EXERCISES:
A - In the passage about becoming debt-free, how many credit cards did the wife have when the couple got married?
B - Please go on with the passage about becoming debt-free, picking up right after its final sentence.

TEXT EXCERPT:
-------

The Total Money Makeover: Classic Edition
Page 22
I was weird before weird was cool. I started saving for my first home at age seventeen and paid half down at age twenty-three. My wife, on the other hand, was slightly different. When we got married, she had thirteen credit cards and a car payment totaling $30,000. I knew this was not a good place to be as newlyweds, so we agreed to become debt-free.
Even though my wife was a little reluctant, we started to work on paying off the consumer debt and the $95,000 on our new house. This is when I found out about The Total Money Makeover and decided to get intense. So I started a part-time lawn-care business using the tools I already had, and my mother-in-law let me use her riding mower as long as I cut her yard every Saturday. We started paying off bills left and right.
My wife dreamed about being a stay-at-home mom for our kids. So with the help of the booming lawn-care business and a tight budget, we killed the consumer debt in ten months, and when we decided to start a family, she was able to do just that. For a long time, we put almost every free cent toward paying off our mortgage, and today we can proudly scream, “We’re debt-free!”
Arguments about money are gone. If something breaks, we just fix it or replace it. It’s not even a concern. I have all the time I want to spend with my family knowing that their future is going to be bright because we sacrificed for it.
A short time after paying off the house, we started Baby Step Seven, and let me tell you . . . giving money away is a great feeling, and it’s easy to do when you are debt-free. Our Traditional and Roth IRAs are funded, as well as college funds for our two boys. Investing is key! You have to do it NOW because you can’t get that time back. Later in life, you will be so happy you did. Now we can retire the way we want to and when we want to. Today we have over $100,000 in retirement funds,$90,000 in savings, our house is now worth $450,000, and we’ve paid cash for two newer cars. So my status symbol of choice is the paid-off home mortgage AND the BMW in the driveway.

-------

[Items from a dataset]
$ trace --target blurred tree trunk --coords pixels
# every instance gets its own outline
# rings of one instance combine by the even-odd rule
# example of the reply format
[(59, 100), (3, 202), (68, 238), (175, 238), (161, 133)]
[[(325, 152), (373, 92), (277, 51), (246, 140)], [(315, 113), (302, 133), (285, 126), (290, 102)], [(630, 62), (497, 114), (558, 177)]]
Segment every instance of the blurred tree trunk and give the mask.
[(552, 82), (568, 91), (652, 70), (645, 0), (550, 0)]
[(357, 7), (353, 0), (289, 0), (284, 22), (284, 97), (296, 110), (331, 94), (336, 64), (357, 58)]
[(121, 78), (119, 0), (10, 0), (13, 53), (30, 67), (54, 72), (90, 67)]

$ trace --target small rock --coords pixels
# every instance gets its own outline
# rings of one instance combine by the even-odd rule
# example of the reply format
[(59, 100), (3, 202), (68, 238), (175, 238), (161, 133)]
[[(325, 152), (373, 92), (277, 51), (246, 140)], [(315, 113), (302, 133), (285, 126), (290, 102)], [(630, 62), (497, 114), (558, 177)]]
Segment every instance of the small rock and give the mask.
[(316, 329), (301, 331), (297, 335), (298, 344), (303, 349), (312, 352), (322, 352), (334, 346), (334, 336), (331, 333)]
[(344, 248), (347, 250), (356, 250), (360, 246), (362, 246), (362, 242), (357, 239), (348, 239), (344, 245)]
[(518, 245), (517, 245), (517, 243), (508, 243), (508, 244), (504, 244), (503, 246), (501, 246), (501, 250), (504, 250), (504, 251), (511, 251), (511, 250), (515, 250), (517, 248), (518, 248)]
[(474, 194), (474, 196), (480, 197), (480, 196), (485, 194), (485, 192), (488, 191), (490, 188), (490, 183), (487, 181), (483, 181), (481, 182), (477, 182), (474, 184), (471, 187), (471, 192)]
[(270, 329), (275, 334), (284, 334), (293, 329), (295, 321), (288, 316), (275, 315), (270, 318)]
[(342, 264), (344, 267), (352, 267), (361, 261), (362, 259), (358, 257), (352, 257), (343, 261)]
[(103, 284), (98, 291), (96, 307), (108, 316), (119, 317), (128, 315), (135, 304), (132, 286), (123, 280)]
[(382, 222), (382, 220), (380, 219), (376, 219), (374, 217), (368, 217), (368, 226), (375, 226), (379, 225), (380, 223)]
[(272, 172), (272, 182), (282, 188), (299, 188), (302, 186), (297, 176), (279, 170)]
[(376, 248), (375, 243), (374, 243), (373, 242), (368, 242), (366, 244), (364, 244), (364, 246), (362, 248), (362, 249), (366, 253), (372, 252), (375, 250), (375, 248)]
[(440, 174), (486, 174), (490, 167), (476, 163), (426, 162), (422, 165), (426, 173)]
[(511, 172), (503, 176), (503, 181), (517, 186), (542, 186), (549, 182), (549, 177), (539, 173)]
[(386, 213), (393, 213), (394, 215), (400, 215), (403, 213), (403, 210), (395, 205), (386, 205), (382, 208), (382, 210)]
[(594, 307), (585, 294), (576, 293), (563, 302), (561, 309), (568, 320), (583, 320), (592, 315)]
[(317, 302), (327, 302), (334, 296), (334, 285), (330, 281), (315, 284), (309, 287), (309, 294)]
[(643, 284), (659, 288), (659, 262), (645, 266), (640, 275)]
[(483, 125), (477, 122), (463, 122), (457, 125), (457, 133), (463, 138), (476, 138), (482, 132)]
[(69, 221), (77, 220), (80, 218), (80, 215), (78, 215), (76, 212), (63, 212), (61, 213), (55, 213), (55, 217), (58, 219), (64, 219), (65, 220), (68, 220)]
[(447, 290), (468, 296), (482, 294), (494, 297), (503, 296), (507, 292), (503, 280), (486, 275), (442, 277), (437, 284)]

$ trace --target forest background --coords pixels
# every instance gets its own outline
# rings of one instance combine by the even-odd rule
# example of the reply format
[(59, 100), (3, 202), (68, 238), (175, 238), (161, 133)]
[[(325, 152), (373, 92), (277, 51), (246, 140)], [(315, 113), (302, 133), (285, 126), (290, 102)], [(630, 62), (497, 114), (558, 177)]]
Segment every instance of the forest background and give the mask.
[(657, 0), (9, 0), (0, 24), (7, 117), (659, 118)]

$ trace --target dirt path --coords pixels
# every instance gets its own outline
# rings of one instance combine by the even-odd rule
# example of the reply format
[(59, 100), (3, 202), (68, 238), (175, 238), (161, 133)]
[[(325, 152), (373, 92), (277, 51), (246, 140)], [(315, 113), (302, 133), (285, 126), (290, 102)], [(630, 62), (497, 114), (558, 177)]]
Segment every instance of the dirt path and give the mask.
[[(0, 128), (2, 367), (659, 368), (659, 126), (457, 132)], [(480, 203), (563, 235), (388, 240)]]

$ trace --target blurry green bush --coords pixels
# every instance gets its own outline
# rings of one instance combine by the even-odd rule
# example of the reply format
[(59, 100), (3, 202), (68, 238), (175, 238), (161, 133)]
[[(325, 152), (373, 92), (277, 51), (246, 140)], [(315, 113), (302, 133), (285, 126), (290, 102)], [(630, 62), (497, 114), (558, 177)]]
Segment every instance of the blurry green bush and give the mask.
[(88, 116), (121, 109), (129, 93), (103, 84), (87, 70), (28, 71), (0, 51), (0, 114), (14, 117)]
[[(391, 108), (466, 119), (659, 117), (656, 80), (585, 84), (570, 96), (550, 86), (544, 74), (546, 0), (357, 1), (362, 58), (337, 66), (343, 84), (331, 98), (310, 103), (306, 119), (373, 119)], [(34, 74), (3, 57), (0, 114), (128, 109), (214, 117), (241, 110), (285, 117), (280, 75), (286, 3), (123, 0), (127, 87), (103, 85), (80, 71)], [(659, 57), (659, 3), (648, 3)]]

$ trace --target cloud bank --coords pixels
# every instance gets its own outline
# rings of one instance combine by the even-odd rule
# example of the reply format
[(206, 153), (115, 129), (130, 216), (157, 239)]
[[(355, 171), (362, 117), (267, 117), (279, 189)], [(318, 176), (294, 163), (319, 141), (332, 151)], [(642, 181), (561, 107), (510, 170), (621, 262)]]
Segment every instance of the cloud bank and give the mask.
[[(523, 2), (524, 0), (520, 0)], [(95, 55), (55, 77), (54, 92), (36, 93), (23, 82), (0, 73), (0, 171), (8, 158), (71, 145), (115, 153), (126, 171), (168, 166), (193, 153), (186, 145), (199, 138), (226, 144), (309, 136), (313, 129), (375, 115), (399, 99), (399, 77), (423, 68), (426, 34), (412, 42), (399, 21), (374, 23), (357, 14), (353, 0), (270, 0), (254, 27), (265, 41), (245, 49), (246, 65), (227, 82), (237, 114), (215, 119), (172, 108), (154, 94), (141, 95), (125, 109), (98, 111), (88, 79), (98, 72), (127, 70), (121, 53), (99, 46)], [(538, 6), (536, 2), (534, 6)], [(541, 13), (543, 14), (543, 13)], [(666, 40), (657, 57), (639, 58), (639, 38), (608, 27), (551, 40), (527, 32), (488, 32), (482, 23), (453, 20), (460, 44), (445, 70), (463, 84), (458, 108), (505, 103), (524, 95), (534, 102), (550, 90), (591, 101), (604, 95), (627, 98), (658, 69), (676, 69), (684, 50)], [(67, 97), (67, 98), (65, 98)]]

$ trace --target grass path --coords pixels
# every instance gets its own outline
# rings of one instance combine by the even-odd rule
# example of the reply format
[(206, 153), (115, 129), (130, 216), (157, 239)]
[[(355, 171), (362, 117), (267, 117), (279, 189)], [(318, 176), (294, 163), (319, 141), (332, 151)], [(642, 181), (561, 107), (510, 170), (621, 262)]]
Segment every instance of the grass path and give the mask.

-------

ANSWERS IN ORDER:
A - She had thirteen credit cards.

B -
Luke (age 36) and
Laura (age 34) Lokietek
Senior Programmer Analyst; Homemaker
13
Live Like No One Else
You started this book financially flabby, overweight with debt, out of shape in savings, and in desperate need of a personal trainer. In these pages, you have reviewed how tens of thousands of ordinary people have gotten into great financial shape. This is a book about getting out of debt and into wealth. However, there is a problem with following The Total Money Makeover plan. The problem is simply that it’s a “proven plan” because it works. If you follow this system, it will work. It will work so well that you are going to become wealthy over the next twenty to forty years. The problem with becoming wealthy is that you stand a chance of becoming enamored with wealth. We can easily start to worship money, especially after we have some.
False Cents of Security
According to Proverbs 10:15, a rich man’s wealth can become his walled city. In Bible times, the wall around the city was the city’s protection from the enemy. If all you get from your wealth is the wrong view of it, wealth will destroy your peace. If you get from your wealth the idea that you are some big deal because you gathered some money, you missed the essence of a Total Money Makeover. The wealthy person who is ruled by his stuff is no freer than the debt-ridden consumer we have picked on throughout the book. Antoine Rivaroli said, “There are men who gain from their wealth only the fear of losing it.”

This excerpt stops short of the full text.